**** Dataset entries
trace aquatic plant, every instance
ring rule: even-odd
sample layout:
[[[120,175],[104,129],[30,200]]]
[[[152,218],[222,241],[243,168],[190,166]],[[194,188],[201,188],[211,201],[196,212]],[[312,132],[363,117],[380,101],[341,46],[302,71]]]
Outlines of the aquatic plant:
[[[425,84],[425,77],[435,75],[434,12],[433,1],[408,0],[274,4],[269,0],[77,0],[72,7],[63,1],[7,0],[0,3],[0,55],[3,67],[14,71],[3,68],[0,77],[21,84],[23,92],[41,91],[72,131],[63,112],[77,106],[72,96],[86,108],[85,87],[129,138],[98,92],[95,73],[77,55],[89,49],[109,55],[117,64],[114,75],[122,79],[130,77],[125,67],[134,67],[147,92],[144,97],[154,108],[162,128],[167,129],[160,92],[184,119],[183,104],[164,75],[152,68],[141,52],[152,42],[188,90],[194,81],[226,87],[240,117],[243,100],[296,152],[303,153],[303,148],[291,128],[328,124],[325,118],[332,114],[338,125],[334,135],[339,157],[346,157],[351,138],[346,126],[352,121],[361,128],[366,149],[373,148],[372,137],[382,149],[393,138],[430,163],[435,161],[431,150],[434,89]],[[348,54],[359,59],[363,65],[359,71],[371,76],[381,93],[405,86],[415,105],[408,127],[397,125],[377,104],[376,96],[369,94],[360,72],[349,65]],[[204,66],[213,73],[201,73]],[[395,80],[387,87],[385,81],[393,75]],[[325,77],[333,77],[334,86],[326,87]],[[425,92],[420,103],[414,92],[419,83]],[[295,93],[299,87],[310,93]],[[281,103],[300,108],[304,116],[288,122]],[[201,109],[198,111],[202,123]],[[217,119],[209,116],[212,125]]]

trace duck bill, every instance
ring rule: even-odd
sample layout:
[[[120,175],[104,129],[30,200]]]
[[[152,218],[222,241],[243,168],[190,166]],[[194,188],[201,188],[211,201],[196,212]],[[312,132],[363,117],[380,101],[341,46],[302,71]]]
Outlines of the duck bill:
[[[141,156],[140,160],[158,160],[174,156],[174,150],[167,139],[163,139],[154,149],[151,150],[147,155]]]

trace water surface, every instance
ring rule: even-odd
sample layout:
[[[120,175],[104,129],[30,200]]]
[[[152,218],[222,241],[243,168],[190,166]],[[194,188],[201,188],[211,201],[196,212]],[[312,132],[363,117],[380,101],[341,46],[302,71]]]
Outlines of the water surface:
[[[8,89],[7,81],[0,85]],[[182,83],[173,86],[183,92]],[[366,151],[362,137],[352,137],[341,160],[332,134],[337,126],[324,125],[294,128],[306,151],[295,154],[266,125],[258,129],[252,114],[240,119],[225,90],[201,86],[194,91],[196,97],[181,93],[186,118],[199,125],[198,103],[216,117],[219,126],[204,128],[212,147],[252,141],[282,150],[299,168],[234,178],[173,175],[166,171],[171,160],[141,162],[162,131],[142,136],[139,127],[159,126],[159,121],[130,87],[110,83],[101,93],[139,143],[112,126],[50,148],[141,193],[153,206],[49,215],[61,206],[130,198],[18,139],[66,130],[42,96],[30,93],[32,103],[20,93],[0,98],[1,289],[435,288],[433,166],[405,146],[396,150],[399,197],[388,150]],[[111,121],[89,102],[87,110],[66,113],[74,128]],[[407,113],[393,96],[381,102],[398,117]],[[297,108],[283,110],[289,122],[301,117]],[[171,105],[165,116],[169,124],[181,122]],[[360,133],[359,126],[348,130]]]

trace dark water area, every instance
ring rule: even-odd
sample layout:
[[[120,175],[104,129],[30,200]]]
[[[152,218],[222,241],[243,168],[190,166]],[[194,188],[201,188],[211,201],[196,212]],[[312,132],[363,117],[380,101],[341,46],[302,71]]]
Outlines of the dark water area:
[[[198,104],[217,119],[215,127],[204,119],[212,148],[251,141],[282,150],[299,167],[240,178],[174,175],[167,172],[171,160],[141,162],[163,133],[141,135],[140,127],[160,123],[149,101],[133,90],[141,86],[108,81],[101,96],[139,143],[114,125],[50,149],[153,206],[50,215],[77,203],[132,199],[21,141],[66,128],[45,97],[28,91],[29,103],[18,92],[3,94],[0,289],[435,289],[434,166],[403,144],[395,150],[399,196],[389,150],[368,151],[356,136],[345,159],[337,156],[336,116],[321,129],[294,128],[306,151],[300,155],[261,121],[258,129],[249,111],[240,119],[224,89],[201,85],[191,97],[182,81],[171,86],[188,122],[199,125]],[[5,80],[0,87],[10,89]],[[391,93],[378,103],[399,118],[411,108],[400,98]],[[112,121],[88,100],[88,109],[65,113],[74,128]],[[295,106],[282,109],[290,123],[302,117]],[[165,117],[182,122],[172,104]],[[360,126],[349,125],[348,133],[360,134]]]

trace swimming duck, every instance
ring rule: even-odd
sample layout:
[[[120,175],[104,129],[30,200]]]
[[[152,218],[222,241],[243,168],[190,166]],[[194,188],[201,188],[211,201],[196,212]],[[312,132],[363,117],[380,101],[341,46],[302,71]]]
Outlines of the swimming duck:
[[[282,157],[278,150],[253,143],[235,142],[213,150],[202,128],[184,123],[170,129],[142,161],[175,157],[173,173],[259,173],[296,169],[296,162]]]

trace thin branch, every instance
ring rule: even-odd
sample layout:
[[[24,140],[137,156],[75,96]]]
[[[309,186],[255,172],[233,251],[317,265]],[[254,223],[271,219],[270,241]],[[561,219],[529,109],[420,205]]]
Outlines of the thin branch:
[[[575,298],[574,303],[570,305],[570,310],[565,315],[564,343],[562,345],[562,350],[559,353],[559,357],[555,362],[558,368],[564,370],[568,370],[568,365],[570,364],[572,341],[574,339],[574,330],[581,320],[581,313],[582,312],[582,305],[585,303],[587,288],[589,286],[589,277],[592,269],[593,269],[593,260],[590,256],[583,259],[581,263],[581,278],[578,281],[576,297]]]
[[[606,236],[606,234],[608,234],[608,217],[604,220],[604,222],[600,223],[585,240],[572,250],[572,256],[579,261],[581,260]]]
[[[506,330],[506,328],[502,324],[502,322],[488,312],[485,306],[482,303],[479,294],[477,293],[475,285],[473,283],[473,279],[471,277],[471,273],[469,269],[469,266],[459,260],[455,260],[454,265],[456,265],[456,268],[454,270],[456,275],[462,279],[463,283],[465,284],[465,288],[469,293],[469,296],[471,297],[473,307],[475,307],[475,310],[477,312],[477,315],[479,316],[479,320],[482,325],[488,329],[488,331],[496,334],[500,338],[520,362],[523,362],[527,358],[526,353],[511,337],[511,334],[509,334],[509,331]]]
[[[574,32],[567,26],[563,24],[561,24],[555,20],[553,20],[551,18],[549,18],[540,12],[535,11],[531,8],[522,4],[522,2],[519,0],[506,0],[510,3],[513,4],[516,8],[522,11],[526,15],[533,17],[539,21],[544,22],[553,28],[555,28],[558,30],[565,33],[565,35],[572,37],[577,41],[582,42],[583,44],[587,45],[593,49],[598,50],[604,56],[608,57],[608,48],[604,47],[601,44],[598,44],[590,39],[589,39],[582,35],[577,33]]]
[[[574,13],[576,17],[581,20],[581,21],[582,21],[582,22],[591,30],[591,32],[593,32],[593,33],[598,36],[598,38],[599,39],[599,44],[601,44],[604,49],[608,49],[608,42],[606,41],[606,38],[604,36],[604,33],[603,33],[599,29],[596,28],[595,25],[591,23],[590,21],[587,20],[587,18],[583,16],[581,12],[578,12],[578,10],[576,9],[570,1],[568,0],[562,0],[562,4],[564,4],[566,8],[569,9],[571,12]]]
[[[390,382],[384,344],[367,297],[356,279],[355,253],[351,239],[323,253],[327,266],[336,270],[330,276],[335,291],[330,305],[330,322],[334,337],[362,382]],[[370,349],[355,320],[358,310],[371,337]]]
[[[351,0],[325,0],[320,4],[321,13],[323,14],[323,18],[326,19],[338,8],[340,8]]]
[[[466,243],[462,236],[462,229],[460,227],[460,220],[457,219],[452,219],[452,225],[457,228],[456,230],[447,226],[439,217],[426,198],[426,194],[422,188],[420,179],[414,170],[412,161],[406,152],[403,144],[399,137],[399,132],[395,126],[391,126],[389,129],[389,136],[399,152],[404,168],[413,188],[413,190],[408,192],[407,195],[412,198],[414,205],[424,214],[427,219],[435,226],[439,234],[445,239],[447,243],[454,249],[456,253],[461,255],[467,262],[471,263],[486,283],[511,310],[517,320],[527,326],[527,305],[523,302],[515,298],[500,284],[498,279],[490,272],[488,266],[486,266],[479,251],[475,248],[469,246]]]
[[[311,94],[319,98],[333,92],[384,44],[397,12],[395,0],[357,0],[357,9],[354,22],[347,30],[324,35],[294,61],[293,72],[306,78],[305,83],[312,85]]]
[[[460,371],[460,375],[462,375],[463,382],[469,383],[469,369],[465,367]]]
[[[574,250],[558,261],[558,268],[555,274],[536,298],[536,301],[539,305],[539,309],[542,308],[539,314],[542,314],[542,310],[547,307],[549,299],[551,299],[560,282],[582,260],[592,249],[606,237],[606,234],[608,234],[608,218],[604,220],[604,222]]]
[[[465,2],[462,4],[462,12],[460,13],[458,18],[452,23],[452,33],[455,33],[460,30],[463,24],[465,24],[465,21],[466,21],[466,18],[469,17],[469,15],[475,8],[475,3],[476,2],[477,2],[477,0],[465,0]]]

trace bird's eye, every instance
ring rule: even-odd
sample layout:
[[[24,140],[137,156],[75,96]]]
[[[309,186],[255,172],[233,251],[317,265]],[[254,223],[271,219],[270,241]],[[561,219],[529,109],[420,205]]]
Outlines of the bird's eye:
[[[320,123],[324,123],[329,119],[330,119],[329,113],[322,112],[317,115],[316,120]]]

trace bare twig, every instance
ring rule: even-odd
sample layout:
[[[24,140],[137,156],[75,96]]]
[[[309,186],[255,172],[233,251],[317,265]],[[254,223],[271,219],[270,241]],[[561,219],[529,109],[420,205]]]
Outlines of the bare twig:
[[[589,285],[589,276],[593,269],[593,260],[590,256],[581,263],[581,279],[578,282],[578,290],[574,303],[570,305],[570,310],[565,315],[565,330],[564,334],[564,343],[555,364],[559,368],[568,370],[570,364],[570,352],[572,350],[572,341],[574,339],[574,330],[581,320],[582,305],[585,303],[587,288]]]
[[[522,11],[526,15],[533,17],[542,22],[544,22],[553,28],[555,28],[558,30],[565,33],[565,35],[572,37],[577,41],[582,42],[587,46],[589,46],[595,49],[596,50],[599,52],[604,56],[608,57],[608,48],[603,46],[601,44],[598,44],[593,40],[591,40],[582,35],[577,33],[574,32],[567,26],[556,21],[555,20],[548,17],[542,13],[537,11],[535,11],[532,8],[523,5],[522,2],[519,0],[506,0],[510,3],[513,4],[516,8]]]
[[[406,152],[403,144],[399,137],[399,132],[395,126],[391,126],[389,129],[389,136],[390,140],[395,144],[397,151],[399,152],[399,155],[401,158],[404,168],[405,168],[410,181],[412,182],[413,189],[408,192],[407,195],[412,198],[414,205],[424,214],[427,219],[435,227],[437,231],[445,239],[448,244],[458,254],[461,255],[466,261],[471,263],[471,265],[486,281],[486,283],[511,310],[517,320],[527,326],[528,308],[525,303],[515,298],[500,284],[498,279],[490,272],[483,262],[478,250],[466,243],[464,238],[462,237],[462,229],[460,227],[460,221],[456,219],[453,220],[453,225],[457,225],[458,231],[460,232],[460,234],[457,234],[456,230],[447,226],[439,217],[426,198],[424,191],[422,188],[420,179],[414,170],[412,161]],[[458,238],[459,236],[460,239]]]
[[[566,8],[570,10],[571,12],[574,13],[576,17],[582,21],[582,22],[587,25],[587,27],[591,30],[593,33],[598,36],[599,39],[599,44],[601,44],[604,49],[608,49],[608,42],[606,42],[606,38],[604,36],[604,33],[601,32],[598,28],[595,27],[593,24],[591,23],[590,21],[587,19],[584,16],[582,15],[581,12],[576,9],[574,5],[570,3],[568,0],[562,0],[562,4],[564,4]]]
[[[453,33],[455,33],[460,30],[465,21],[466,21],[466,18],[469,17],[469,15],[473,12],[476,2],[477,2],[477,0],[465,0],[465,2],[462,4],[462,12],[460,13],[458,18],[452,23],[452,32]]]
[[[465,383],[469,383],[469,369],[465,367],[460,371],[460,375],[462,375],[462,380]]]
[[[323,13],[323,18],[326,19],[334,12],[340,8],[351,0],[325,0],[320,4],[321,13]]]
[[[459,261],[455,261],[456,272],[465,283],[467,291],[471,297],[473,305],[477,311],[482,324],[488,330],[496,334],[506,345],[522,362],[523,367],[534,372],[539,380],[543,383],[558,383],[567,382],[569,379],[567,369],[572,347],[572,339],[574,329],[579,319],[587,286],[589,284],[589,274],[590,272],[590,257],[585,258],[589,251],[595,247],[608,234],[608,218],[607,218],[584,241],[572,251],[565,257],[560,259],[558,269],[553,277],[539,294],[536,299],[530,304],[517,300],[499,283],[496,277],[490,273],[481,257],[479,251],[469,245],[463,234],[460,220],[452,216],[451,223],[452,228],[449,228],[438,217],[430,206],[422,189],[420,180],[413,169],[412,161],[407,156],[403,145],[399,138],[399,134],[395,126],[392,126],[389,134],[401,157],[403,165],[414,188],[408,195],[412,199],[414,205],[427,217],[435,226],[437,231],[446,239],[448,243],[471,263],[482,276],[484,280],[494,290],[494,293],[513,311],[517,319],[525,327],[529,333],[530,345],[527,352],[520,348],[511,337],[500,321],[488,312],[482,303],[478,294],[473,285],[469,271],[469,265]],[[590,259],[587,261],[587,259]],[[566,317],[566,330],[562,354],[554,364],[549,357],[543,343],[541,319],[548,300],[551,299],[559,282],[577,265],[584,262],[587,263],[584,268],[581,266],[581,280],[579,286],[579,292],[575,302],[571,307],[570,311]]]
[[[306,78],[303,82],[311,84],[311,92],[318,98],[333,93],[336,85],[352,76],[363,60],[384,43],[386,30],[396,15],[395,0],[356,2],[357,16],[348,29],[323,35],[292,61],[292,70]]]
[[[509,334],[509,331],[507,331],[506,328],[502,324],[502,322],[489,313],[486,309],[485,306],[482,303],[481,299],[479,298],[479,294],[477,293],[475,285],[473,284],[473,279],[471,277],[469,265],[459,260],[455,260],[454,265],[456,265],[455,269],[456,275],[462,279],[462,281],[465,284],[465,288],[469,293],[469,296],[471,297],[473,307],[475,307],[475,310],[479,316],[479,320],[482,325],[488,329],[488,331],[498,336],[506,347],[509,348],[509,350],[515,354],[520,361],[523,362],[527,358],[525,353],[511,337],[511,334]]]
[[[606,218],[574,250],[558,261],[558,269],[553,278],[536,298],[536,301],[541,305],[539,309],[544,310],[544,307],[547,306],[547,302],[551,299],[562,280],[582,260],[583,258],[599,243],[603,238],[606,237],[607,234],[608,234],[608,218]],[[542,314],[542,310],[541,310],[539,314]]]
********
## Exercise
Reproduce the item lines verbatim, starting at the line that contains "trace bare twig, every instance" and ending at the line that contains "Outlines of the bare".

## Result of this task
trace bare twig, every instance
ring rule: even-odd
sample layout:
[[[24,140],[137,156],[75,96]]]
[[[309,186],[255,172],[233,251],[317,265]],[[254,223],[271,219],[270,241]],[[561,219],[529,109],[420,205]]]
Outlines of the bare twig:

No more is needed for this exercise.